This House Takes The Promise Of “Refugees Are Welcome Here” Literally

When Akron, Ohio’s Exchange House opens at the end of February, it will be a place where new immigrants and longtime residents can come together and get to know each other.

On a recent evening, two weeks after President Donald Trump signed an executive order limiting immigration to the U.S., a peaceful march in support of refugees wound its way through Akron, Ohio. It was a cold night, but around 300 people, bundled up in coats and scarves, came out to wave signs and chant “refugees are welcome here,” as they walked through the streets of North Hill, an Akron neighborhood once home to European immigrants and now populated largely by newcomers from Bhutan and Nepal. Akron’s 9,100 immigrants now make up around 5% of the city’s total population.


The marchers ended up in the backyard of a blue clapboard house, not unlike the rest of the homes on Elma Street in North Hill. But at the end of February, the unremarkable-looking property will open its doors as the Exchange House–a resource hub and shared space for Akron’s refugee and immigrant communities.

In 2015, the Better Block Foundation–an organization focused on transforming neighborhoods into truly livable communities–was wrapping up a street-improvement initiative in North Hill. While consulting with locals on a plan that would eventually bring about bike lanes and two pedestrian plazas, Better Block’s cofounder, Jason Roberts, “really got ingrained with the community there,” says Krista Nightengale, the managing director for Better Block. He attended a Bhutansese baby-naming ceremony and ate at the immigrant-founded restaurants that line the neighborhood’s main drag of East Cuyahoga Falls Avenue.

### RECORDS FOR THIS EXERCISE
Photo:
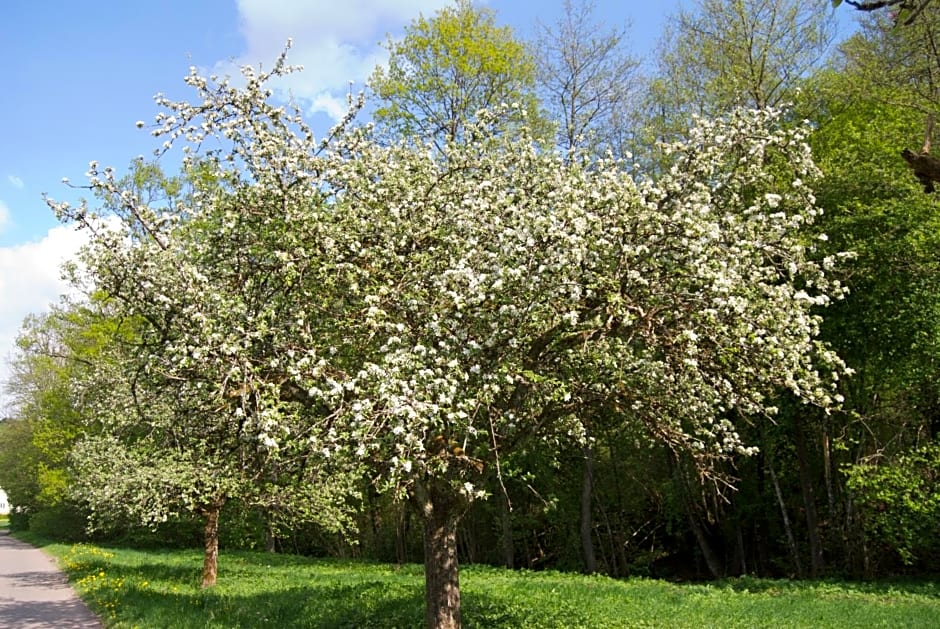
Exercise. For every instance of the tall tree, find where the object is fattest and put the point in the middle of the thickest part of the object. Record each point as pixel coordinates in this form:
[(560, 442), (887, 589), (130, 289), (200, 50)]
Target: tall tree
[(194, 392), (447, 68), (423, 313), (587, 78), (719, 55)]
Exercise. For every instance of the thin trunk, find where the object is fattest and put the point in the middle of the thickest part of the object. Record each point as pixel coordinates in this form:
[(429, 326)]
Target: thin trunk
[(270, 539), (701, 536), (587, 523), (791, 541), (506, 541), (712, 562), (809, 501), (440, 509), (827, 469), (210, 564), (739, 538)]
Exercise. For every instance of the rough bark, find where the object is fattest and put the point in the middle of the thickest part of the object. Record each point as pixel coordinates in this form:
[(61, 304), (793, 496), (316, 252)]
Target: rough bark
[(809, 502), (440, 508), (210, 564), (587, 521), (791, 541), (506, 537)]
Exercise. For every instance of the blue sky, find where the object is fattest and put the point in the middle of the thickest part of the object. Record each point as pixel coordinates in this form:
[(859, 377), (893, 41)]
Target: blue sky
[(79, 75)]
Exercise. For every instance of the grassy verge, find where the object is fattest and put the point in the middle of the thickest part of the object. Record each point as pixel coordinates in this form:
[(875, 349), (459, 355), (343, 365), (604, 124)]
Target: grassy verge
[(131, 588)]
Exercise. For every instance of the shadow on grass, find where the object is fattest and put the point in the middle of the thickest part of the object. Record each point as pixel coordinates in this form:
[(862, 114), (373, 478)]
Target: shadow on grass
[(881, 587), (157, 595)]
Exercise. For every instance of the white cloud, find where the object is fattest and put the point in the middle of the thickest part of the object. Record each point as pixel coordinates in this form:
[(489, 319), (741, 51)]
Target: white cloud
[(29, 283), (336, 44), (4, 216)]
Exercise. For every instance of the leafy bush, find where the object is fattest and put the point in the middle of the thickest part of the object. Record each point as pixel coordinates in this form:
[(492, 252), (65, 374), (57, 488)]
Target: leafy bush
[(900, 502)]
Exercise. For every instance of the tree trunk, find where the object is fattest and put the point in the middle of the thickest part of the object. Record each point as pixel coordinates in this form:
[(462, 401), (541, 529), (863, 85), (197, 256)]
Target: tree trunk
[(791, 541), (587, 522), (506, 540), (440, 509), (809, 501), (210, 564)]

### WHAT TO DO
1/ Based on the article about Akron's Exchange House, say whether each statement agrees with it, answering yes or no and quoting the deciding words: (a) The march in support of refugees drew around 300 people. (b) The Exchange House is a brick building. (c) Immigrants make up about a tenth of Akron's population.
2/ In the records, rewrite the stretch from the line containing "Exercise. For every instance of the tree" through the end of the records, changing "tree trunk" to "oak trunk" and leaving everything else as it is.

### THE REPLIES
1/
(a) Yes: "around 300 people, bundled up in coats and scarves, came out to wave signs"
(b) No: "the backyard of a blue clapboard house"
(c) No: "Akron’s 9,100 immigrants now make up around 5% of the city’s total population"

2/
Exercise. For every instance of the oak trunk, find where the object is fattest and put the point in the middle of the thickest part of the object. Record each point as pixel coordinates in this form:
[(462, 401), (541, 529), (863, 85), (197, 256)]
Target: oak trunk
[(791, 541), (587, 522), (506, 540), (440, 509), (809, 501), (210, 564)]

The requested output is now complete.